### TEXT SECTION
In January 1973, Grove won the men's 3-metre spring board title held at Ryde swimming centre during the New South Wales diving championships, being awarded 465.45 points to secure his 15th consecutive title. During the trials for the 1974 British Commonwealth Games, Grove tore a shoulder muscle and was forced to withdraw, after being overlooked when the team was officially announced.

Towards the end of 1973, Grove participated in the Country-versus-City diving competition, held at the Canberra Olympic Pool, following his participation in the 1973 World Diving Championships in Belgrade. He was described by the Canberra Times as being the "star attraction". In the same month and what would be his last appearance for Australia, Grove broke three records at the 1-metre diving championships in New South Wales, setting a state record of 506.95 points, 30.15 higher than the record he previously set in 1971. His victory also secured him his 19th consecutive Open State title, which officials believed would not be broken "for many years". During a forward somersault performance, one judge awarded him 8.5 points out of 10, which was the highest awarded in a single performance during the whole day's events.

### EXERCISE TASKS
**A.** Return the part of the passage on Grove's diving career that opens with the words containing "In January 1973, Grove" and closes with "was officially announced.", copied word for word.
**B.** Extend the passage on Grove's diving career, picking up right after its last sentence.
You won't need the items that come next.

### DATA EXTRACT
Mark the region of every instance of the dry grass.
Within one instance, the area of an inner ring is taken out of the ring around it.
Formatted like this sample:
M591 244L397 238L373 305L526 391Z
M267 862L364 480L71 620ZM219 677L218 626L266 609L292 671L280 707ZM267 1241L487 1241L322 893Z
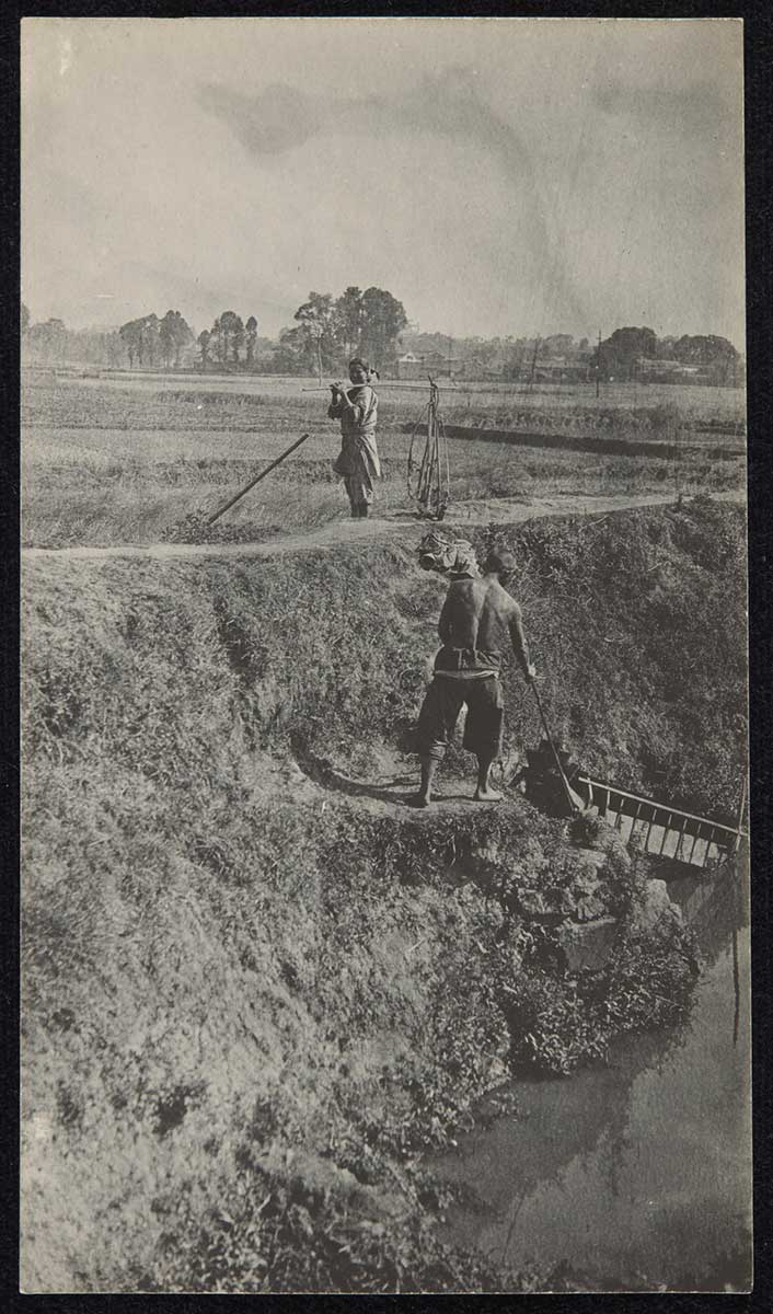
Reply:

--

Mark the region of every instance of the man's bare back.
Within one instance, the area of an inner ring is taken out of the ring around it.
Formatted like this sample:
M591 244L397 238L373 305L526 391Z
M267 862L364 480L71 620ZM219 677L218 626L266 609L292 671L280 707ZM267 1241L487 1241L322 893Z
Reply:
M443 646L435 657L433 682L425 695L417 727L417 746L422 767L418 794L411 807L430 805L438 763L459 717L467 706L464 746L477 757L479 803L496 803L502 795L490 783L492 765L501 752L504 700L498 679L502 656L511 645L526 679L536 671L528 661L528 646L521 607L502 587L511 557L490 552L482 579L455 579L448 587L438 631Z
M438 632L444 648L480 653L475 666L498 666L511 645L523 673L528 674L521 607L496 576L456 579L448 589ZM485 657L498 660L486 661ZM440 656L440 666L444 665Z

### RESPONSES TO THE EXERCISE
**A.**
In January 1973, Grove won the men's 3-metre spring board title held at Ryde swimming centre during the New South Wales diving championships, being awarded 465.45 points to secure his 15th consecutive title. During the trials for the 1974 British Commonwealth Games, Grove tore a shoulder muscle and was forced to withdraw, after being overlooked when the team was officially announced.

**B.**
===Austria===
Grove left Australia around the end of 1973 to move to Austria, where he joined his fiancee. He expected to spend up to five years there, diving in a new indoor complex built in Vienna. In 1975, Grove renounced his Australian citizenship and intended upon applying for citizenship in Austria, citing that sportspeople in Austria get sponsorship and good opportunities to train, as well as "all the time they need for competition with full salary". He was award a scholarship at the Vienna Sports College with a $136 monthly allowance. The opportunities afforded to elite sportspeople in Austria were in stark contrast to Australia, where it was regarded that sportspeople were "largely left to fend for themselves". In a letter to his parents announcing his decision, Grove commented that he found it "impossible" to build his career while in Australia, contrary to life in Austria where he could get "the intense medical treatment which I will be having before I start 10-metre diving again", while noting that in Austria, he had many more opportunities to reach a professional level. His experiences were not uncommon, as it was reported that Australian sportspeople were falling behind competitors in Europe due to substandard facilities and lack of financial backing.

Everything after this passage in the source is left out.